(begin)

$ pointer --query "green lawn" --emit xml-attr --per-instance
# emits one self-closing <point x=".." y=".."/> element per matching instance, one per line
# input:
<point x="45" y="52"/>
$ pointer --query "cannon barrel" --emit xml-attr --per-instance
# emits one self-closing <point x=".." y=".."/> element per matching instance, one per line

(end)

Given instruction:
Reproduce the lines above, switching "green lawn" to "stone wall" wherever it occurs and leaving everything else unchanged.

Solution to the problem:
$ pointer --query "stone wall" --emit xml-attr --per-instance
# emits one self-closing <point x=".." y=".."/> element per matching instance, one per line
# input:
<point x="45" y="52"/>
$ pointer --query "cannon barrel" --emit xml-attr --per-instance
# emits one self-closing <point x=".." y=".."/> element per matching instance, one per line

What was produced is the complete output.